● Supplied records:

• • • • •

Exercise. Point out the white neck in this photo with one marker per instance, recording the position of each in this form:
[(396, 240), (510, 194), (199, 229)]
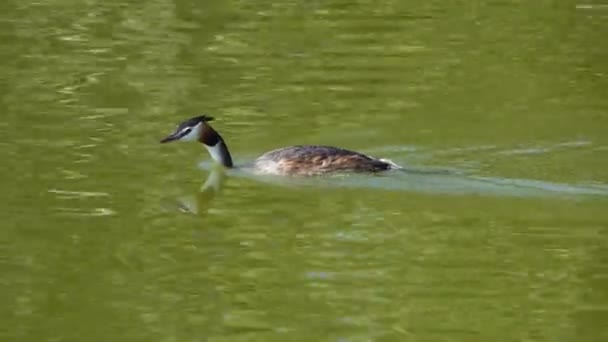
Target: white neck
[(220, 154)]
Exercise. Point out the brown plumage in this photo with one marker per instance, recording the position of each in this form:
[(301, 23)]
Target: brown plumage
[(294, 160), (315, 160)]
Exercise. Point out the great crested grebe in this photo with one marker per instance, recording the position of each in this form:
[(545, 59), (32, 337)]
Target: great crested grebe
[(299, 160)]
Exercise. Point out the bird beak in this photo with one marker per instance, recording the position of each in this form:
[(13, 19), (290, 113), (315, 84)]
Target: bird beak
[(172, 137)]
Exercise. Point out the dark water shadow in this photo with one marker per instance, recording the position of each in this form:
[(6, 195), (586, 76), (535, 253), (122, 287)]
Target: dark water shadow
[(435, 181), (412, 179), (198, 203)]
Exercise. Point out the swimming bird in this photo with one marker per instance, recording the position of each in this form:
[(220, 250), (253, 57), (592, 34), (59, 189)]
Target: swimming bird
[(300, 160)]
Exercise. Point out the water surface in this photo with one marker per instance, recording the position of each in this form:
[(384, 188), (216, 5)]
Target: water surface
[(109, 235)]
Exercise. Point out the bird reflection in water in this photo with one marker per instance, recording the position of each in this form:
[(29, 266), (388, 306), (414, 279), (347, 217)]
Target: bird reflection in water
[(198, 203)]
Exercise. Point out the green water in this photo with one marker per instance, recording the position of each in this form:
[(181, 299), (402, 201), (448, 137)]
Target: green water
[(108, 235)]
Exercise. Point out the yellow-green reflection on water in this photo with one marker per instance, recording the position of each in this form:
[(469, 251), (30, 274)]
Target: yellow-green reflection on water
[(108, 235)]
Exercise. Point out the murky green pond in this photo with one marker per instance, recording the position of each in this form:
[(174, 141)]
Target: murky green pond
[(108, 235)]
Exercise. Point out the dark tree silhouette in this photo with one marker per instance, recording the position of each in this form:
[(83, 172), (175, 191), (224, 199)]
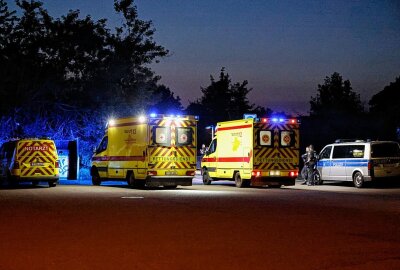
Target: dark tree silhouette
[(62, 77), (336, 96), (222, 101), (385, 110)]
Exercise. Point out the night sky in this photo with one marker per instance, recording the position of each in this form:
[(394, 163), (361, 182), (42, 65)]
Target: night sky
[(283, 48)]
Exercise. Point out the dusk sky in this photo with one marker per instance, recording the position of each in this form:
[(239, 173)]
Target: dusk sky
[(283, 48)]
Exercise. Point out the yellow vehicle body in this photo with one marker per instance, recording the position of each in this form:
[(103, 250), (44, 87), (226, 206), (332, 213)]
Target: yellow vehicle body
[(254, 152), (153, 151), (30, 160)]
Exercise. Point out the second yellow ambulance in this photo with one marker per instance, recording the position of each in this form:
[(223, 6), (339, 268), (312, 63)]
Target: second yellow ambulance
[(254, 152)]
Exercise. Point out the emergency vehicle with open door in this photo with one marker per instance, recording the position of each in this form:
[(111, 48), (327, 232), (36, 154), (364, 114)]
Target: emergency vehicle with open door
[(29, 160), (254, 151), (157, 150)]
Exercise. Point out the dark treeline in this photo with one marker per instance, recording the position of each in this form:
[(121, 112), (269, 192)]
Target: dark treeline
[(64, 77)]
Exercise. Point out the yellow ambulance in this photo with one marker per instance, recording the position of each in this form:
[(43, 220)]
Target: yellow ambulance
[(29, 160), (157, 150), (254, 151)]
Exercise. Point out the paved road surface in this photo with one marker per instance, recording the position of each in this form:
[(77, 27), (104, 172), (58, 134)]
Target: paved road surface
[(201, 227)]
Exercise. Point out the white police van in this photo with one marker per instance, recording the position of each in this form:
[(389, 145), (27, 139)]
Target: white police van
[(358, 161)]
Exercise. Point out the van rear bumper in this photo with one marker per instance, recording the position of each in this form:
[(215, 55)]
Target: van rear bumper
[(156, 181), (264, 181), (41, 179)]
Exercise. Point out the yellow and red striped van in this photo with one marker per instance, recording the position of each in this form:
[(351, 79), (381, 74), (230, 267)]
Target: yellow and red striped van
[(156, 150), (30, 160)]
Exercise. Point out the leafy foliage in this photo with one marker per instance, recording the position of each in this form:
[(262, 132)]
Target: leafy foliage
[(62, 77), (222, 101), (385, 109), (336, 96)]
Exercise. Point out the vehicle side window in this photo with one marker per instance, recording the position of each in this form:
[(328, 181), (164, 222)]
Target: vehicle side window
[(213, 147), (184, 136), (326, 153), (286, 138), (348, 151), (265, 138), (103, 145), (385, 150), (356, 151), (340, 151), (162, 136)]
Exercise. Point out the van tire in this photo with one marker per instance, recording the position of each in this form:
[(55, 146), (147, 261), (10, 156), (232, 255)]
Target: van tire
[(133, 182), (96, 180), (206, 177), (358, 180), (239, 182), (52, 183)]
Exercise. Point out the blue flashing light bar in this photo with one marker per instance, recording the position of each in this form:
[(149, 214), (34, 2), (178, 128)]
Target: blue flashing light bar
[(173, 116)]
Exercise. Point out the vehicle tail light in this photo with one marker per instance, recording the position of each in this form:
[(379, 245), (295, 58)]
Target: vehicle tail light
[(16, 165), (152, 173), (190, 173)]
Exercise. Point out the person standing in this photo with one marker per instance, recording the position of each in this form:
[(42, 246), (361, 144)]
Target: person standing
[(311, 161), (304, 170)]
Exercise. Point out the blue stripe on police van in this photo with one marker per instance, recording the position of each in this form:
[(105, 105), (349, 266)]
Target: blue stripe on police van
[(343, 162)]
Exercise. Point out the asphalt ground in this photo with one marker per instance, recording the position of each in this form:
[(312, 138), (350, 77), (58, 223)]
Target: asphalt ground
[(80, 226)]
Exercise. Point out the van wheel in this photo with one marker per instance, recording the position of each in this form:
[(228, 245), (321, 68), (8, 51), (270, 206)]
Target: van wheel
[(132, 182), (206, 178), (52, 183), (96, 180), (239, 182), (358, 180)]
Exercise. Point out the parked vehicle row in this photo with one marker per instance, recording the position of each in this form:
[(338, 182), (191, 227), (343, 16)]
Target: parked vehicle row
[(160, 150)]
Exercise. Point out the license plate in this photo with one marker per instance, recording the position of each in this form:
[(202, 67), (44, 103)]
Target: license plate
[(35, 164), (388, 165)]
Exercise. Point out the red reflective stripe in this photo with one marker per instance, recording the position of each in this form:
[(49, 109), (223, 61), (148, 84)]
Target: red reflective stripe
[(119, 158), (229, 159), (235, 127), (126, 124)]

• • • • •

Rewrite all of the items above, substituting "Mark" for every "Point out" and leaving everything else as it is. Omit the pictures.

Exercise. Mark the white neck in this photo with one marker per instance, recording the position of each in this form:
[(396, 240), (510, 194), (199, 229)]
Target: white neck
[(220, 154)]
Exercise. Mark the brown plumage in this photo with one marker per instance, recording the position of each in this form:
[(301, 23)]
Target: brown plumage
[(294, 160), (315, 160)]
Exercise. Mark the great crested grebe in this photo with one marker per instance, recording the position of each in this form:
[(545, 59), (32, 337)]
Target: great crested grebe
[(299, 160)]
Exercise. Mark the bird beak in this photo with one marker per instance, recording the position of each in this form:
[(13, 19), (290, 113), (315, 84)]
Target: bird beak
[(172, 137)]
Exercise. Mark the dark water shadow in this photo with one marker per instance, recording the position of each in this form:
[(6, 195), (586, 76), (535, 253), (122, 287)]
Target: dark water shadow
[(435, 181), (412, 179), (198, 203)]
Exercise. Mark the swimming bird in this photo with one marker per instance, recording the position of each in this form:
[(220, 250), (253, 57), (592, 34), (59, 189)]
Target: swimming bird
[(300, 160)]
Exercise. Mark the water surface in this photo with one marker per instance, recording the position of each in this form:
[(384, 188), (216, 5)]
Target: water surface
[(109, 235)]
Exercise. Mark the bird reflection in water in this photo with one marker per instance, recording the position of each in this form:
[(29, 266), (388, 306), (414, 279), (347, 217)]
Target: bird reflection in water
[(198, 203)]
Exercise. Mark the green water in this photo with one marker per instance, recording the position of each in this form:
[(181, 299), (402, 201), (448, 137)]
Target: green water
[(108, 235)]
Exercise. Mark the yellow-green reflection on water in this photo with one marker per instance, recording the position of each in this form:
[(469, 251), (30, 274)]
Target: yellow-green reflection on water
[(108, 235)]
Exercise. Mark the murky green pond in this photo with one marker per instance, recording the position of each in this form:
[(174, 141)]
Target: murky green pond
[(108, 235)]
Exercise. Mark the dark tree silhouette in this photo with one marker per instance, recording the position of each in this form:
[(83, 172), (175, 191), (224, 199)]
Target: dark tree silhouette
[(62, 77), (336, 96), (222, 101), (385, 110)]
Exercise. Mark the night sky in this photo with one marker per instance, recording the position of each in this form:
[(394, 163), (361, 182), (42, 65)]
Target: night sky
[(283, 48)]
Exercise. Mark the dusk sky in this photo with one marker per instance, recording the position of each in this form:
[(239, 173)]
Target: dusk sky
[(283, 48)]
Exercise. Mark the yellow vehicle body in this photo with one marker per instance, recording the position of each in this form:
[(103, 250), (44, 87), (226, 206), (332, 213)]
Target: yellow vehicle body
[(254, 152), (153, 151), (30, 160)]
Exercise. Mark the second yellow ambulance in this photo with one marker per instance, recording the position of each in this form:
[(223, 6), (339, 268), (312, 63)]
Target: second yellow ambulance
[(254, 152)]
Exercise. Mark the emergency vehicle with open door in this photo with one marker per instance, recording the position of each in this form:
[(111, 48), (327, 232), (36, 154), (364, 114)]
Target: emergency vehicle with open door
[(29, 160), (254, 151), (157, 150)]
Exercise. Mark the dark treeline in this photo with one marker per instance, recording the position of each in this form:
[(121, 112), (269, 192)]
Target: dark treeline
[(64, 77)]
Exercise. Mark the yellow ambulance in this photo with one marker per instance, recording the position of each in this form:
[(43, 220)]
Target: yellow ambulance
[(29, 160), (157, 150), (254, 151)]
Exercise. Mark the paved road surface in this photo with one marker per instance, recording the position of each in this form:
[(77, 27), (104, 172), (58, 134)]
Target: paved road surface
[(201, 227)]
Exercise. Mark the white police van in this photo with one marker per instance, recording the position of each in this form:
[(389, 145), (27, 139)]
Target: white police van
[(358, 161)]
Exercise. Mark the van rear bumper in this photo with one marker per instance, recording the position of each in this form:
[(215, 55)]
Target: van rear bumper
[(156, 181), (264, 181), (41, 179)]
Exercise. Mark the yellow and red striped van in this photo with one marker per instance, recording the position of each in this form:
[(351, 79), (381, 74), (230, 267)]
Target: yellow and red striped van
[(156, 150), (30, 160)]
Exercise. Mark the leafy foliage in this photo with one marker per instance, recording the position of each in this form:
[(262, 132)]
Target: leafy foliage
[(62, 77), (222, 101), (385, 109), (336, 96)]
Exercise. Mark the vehicle side window in this photo with one marker per instance, recording the position of each in this form:
[(328, 181), (164, 222)]
Target: vehicle side window
[(213, 147), (184, 136), (326, 153), (286, 138), (348, 151), (265, 138), (103, 145), (385, 150), (356, 151), (340, 151), (162, 136)]
Exercise. Mark the van tire in this photo with one marker per instance, recording the position of each in this form:
[(55, 146), (147, 261), (10, 156), (232, 255)]
Target: van tire
[(133, 182), (96, 180), (206, 177), (358, 180), (239, 182), (52, 183)]
Exercise. Mark the blue flashing light bar in this photo with one marker per instance, recording the position of each in this form:
[(149, 214), (34, 2), (178, 128)]
Target: blue flashing light bar
[(173, 116)]
Exercise. Mark the vehicle tail light in this photo with one marker per instance, recording the position of each in this form:
[(379, 245), (295, 58)]
Target: vehicle tail light
[(16, 165), (152, 173), (190, 173)]
Exercise. Mark the person standing in this photo with one marker per instance, recording the position of each in this form:
[(42, 246), (361, 144)]
Target: person standing
[(311, 161), (304, 170)]
Exercise. Mark the blue stripe on police van in this photo with one marker per instance, recording the position of each in this form:
[(105, 105), (349, 266)]
Target: blue stripe on police van
[(343, 162)]
Exercise. Mark the asphalt ground in this photo with one marker per instance, recording the position of each in this form:
[(312, 138), (350, 77), (58, 223)]
Target: asphalt ground
[(80, 226)]
Exercise. Mark the van wheel in this photo with one marker per instance, recording the position of each in this form:
[(228, 245), (321, 68), (8, 51), (270, 206)]
Target: van wheel
[(132, 182), (206, 178), (52, 183), (96, 180), (239, 182), (358, 180)]
Exercise. Mark the parked vehicle row in this photo with one marker per instance, recording the position of each in this form:
[(338, 182), (191, 227), (343, 16)]
Target: parked vehicle row
[(160, 150)]
Exercise. Mark the license plate in this photo with one marker per instance, recording the position of each in this form:
[(202, 67), (44, 103)]
Target: license plate
[(35, 164), (388, 165)]
Exercise. Mark the red reflective stripe in this photo with one marker per instance, recording the position of each in this form:
[(49, 109), (223, 61), (148, 84)]
Target: red reflective stripe
[(119, 158), (229, 159), (235, 127), (126, 124)]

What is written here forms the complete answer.